Data listing:
-- start --

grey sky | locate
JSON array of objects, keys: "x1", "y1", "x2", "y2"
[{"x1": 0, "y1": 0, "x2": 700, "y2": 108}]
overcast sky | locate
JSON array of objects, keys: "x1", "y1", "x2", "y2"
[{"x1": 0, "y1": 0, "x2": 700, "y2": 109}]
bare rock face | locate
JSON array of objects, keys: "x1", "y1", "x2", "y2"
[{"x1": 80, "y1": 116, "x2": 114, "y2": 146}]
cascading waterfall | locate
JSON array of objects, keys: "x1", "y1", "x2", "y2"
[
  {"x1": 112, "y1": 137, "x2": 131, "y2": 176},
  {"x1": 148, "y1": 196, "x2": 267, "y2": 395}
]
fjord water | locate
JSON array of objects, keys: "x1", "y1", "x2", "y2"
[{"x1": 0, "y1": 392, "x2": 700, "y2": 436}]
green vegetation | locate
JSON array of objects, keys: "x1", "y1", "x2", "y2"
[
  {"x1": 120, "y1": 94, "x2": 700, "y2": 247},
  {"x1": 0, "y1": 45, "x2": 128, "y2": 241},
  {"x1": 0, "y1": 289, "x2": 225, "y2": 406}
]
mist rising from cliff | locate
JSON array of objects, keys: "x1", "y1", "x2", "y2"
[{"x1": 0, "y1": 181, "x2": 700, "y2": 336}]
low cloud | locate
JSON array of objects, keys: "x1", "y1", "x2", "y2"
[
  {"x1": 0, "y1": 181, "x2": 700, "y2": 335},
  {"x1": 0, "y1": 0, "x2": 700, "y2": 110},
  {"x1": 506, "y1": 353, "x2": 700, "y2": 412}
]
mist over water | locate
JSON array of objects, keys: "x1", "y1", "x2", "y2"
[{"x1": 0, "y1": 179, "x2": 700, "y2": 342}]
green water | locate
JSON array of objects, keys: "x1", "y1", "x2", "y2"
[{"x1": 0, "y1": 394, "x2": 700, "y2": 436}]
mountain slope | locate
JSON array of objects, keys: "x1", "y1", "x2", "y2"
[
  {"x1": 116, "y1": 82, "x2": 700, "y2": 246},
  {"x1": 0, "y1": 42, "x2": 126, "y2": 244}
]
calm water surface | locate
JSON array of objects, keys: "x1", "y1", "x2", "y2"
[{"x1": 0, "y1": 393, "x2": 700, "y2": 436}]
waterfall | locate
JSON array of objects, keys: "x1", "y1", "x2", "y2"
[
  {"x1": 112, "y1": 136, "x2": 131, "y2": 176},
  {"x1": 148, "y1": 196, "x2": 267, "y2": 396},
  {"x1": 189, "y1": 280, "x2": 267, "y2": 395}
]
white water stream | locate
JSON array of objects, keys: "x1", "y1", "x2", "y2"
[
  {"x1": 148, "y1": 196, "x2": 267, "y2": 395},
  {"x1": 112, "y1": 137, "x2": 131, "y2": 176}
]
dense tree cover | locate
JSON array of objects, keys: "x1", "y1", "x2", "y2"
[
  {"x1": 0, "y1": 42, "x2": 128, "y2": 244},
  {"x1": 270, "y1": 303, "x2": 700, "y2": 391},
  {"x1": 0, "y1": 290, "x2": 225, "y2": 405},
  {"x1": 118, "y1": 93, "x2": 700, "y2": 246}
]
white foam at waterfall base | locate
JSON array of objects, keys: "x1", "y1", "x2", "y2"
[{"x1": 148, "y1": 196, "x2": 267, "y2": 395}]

-- end --

WHAT TO PRODUCE: Output every one of the records above without changing a single character.

OUTPUT FOR THIS EXERCISE:
grey sky | locate
JSON array of objects, keys: "x1", "y1", "x2", "y2"
[{"x1": 0, "y1": 0, "x2": 700, "y2": 108}]
overcast sky | locate
JSON array of objects, keys: "x1", "y1", "x2", "y2"
[{"x1": 0, "y1": 0, "x2": 700, "y2": 109}]
bare rock face | locate
JSON array of objects, keys: "x1", "y1", "x2", "y2"
[{"x1": 80, "y1": 116, "x2": 114, "y2": 146}]
cascading waterfall | locate
JSON array of objects, keys: "x1", "y1", "x2", "y2"
[
  {"x1": 112, "y1": 137, "x2": 131, "y2": 176},
  {"x1": 148, "y1": 196, "x2": 267, "y2": 395}
]
fjord water | locate
JSON array of objects, keys: "x1", "y1", "x2", "y2"
[{"x1": 0, "y1": 392, "x2": 700, "y2": 436}]
green vegetation | locate
JSON array of objects, keys: "x1", "y1", "x2", "y2"
[
  {"x1": 120, "y1": 94, "x2": 700, "y2": 247},
  {"x1": 0, "y1": 45, "x2": 128, "y2": 241},
  {"x1": 0, "y1": 289, "x2": 225, "y2": 406}
]
mist rising from cliff | locate
JSON array of objects, keys: "x1", "y1", "x2", "y2"
[{"x1": 0, "y1": 181, "x2": 700, "y2": 336}]
low cloud | locate
JSON array of objects, keys: "x1", "y1", "x2", "y2"
[
  {"x1": 0, "y1": 181, "x2": 700, "y2": 335},
  {"x1": 0, "y1": 0, "x2": 700, "y2": 110},
  {"x1": 506, "y1": 353, "x2": 700, "y2": 412}
]
mist over water | locate
JSON array of objects, keys: "x1", "y1", "x2", "y2"
[{"x1": 0, "y1": 179, "x2": 700, "y2": 342}]
green water | locate
JSON array of objects, keys: "x1", "y1", "x2", "y2"
[{"x1": 0, "y1": 394, "x2": 700, "y2": 436}]
mountain slope | locate
JSON array of objects, keys: "x1", "y1", "x2", "y2"
[
  {"x1": 116, "y1": 82, "x2": 700, "y2": 246},
  {"x1": 0, "y1": 42, "x2": 126, "y2": 244}
]
calm water surface | locate
JSON array of objects, keys: "x1", "y1", "x2", "y2"
[{"x1": 0, "y1": 393, "x2": 700, "y2": 436}]
waterfall | locate
JSON array of objects, keys: "x1", "y1", "x2", "y2"
[
  {"x1": 112, "y1": 136, "x2": 131, "y2": 176},
  {"x1": 148, "y1": 196, "x2": 267, "y2": 396},
  {"x1": 189, "y1": 280, "x2": 267, "y2": 395}
]
white water stream | locate
JSON array of objects, keys: "x1", "y1", "x2", "y2"
[
  {"x1": 148, "y1": 196, "x2": 267, "y2": 395},
  {"x1": 112, "y1": 137, "x2": 131, "y2": 176}
]
dense tree cover | locate
JSON array of objects, keys: "x1", "y1", "x2", "y2"
[
  {"x1": 0, "y1": 42, "x2": 128, "y2": 244},
  {"x1": 270, "y1": 303, "x2": 700, "y2": 391},
  {"x1": 0, "y1": 290, "x2": 225, "y2": 405},
  {"x1": 118, "y1": 93, "x2": 700, "y2": 246}
]
white foam at waterfall base | locate
JSON array of objects, keys: "x1", "y1", "x2", "y2"
[{"x1": 148, "y1": 196, "x2": 267, "y2": 395}]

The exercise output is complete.